→ **Task description**
Copy the rows below, changing every "occupies its own line" to "is written on a separate line" and leaving the rest untouched.
-=-=-
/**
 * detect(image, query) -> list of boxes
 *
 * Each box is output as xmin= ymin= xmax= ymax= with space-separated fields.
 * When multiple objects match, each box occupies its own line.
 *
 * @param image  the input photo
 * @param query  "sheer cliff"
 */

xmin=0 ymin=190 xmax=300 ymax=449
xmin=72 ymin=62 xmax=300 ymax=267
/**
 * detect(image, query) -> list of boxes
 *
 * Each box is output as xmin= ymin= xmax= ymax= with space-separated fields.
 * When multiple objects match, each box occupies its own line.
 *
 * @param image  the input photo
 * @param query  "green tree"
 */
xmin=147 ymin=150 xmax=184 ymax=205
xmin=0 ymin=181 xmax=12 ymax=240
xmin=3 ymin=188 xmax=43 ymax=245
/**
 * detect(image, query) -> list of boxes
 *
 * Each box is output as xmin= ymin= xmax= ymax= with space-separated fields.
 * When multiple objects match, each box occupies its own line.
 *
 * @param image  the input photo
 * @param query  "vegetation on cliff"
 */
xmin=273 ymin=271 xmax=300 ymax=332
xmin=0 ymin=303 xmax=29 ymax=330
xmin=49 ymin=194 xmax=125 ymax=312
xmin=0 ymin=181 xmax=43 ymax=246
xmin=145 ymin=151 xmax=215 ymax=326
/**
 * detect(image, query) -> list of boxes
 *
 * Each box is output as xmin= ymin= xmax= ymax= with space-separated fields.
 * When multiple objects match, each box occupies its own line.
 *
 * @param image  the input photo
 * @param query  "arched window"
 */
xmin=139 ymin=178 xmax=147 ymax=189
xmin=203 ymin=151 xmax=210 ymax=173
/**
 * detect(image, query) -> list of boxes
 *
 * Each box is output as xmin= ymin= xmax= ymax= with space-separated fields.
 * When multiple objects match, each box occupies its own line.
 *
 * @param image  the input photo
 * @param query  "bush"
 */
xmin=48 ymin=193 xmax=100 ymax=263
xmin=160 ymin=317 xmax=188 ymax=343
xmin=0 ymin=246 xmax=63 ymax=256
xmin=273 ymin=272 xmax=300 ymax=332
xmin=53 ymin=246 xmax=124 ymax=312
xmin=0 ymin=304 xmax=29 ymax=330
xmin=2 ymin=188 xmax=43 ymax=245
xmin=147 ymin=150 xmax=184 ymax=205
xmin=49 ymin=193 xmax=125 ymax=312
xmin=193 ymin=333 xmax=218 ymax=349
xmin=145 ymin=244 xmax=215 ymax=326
-=-=-
→ **Solution below**
/**
 * detect(image, query) -> list of boxes
 *
 * Each box is output as xmin= ymin= xmax= ymax= with space-separated fields.
 * When multiple objects match, each box is written on a separate line.
 *
 * @param image  the input photo
 * @param query  "sheer cliff"
 */

xmin=0 ymin=190 xmax=300 ymax=449
xmin=72 ymin=62 xmax=300 ymax=267
/**
 * detect(image, query) -> list of boxes
 *
 * Each box is output as xmin= ymin= xmax= ymax= with space-separated fields.
 * When multiple objects match, each box is written on a separate line.
 *
 * @param image  the input photo
 * @param query  "green tree"
 */
xmin=147 ymin=150 xmax=184 ymax=205
xmin=0 ymin=181 xmax=12 ymax=240
xmin=3 ymin=188 xmax=43 ymax=245
/**
 * detect(image, query) -> list of boxes
 *
 * Each box is output as xmin= ymin= xmax= ymax= with space-separated fields.
 * When multiple objects match, each box is written on a separate line.
 *
 * @param image  the input photo
 * @param query  "vegetation on cliff"
 */
xmin=273 ymin=271 xmax=300 ymax=332
xmin=0 ymin=303 xmax=29 ymax=330
xmin=49 ymin=194 xmax=125 ymax=312
xmin=0 ymin=181 xmax=43 ymax=246
xmin=145 ymin=151 xmax=215 ymax=326
/**
 * detect(image, query) -> list of boxes
 *
 * Each box is output as xmin= ymin= xmax= ymax= with space-separated fields.
 * When multiple objects match, each box is written on a separate line.
 *
 * @param image  the input photo
 * @param query  "arched window"
 */
xmin=139 ymin=178 xmax=147 ymax=189
xmin=203 ymin=151 xmax=210 ymax=173
/**
 * detect(image, query) -> list of boxes
 *
 * Each box is output as xmin= ymin= xmax= ymax= with space-separated fields.
 * When multiple objects match, each box is written on a separate line.
 *
 * @param image  the input photo
 * @param query  "bush"
 */
xmin=48 ymin=193 xmax=100 ymax=263
xmin=160 ymin=317 xmax=188 ymax=343
xmin=0 ymin=246 xmax=63 ymax=256
xmin=273 ymin=272 xmax=300 ymax=332
xmin=53 ymin=246 xmax=124 ymax=312
xmin=0 ymin=304 xmax=29 ymax=330
xmin=2 ymin=188 xmax=43 ymax=245
xmin=147 ymin=150 xmax=184 ymax=205
xmin=49 ymin=193 xmax=125 ymax=312
xmin=193 ymin=333 xmax=218 ymax=349
xmin=145 ymin=244 xmax=215 ymax=326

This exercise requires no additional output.